• **Exercise details**:
Reproduce the lines below that run from the one containing "pinpoints the entry" to the one containing "264;640;415;680", inclusive, with no changes.

>> Begin

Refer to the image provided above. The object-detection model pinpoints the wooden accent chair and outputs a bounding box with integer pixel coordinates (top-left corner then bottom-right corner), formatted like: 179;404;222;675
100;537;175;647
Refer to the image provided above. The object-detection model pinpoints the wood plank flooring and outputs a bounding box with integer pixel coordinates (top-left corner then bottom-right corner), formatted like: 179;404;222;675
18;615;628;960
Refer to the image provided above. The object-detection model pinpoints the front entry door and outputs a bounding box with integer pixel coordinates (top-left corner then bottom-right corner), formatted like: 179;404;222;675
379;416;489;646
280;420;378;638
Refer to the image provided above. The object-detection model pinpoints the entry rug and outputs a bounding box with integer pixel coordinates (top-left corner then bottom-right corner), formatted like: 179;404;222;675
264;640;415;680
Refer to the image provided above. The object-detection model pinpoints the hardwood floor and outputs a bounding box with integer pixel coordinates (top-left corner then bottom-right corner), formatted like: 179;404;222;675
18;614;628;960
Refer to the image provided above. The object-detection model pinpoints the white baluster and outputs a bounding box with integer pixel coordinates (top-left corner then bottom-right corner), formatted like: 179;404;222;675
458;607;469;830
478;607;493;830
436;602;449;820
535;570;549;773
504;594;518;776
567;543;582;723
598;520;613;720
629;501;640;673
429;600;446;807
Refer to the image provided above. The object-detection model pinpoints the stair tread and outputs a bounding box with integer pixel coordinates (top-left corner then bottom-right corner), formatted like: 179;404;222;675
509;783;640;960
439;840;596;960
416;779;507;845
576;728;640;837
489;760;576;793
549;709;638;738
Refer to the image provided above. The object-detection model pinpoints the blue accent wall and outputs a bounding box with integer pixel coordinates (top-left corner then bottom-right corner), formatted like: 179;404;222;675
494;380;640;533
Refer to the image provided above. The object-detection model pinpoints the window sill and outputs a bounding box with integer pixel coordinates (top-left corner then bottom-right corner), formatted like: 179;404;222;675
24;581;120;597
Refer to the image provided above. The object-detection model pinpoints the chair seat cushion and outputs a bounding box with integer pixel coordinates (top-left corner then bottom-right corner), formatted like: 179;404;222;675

>> End

• **Response to this exercise**:
Refer to the image provided above. The object-detection model pinpoints the entry rug and outputs a bounding box with integer pixel coordinates (top-left corner then bottom-right corner), formatted like: 179;404;222;675
264;640;415;680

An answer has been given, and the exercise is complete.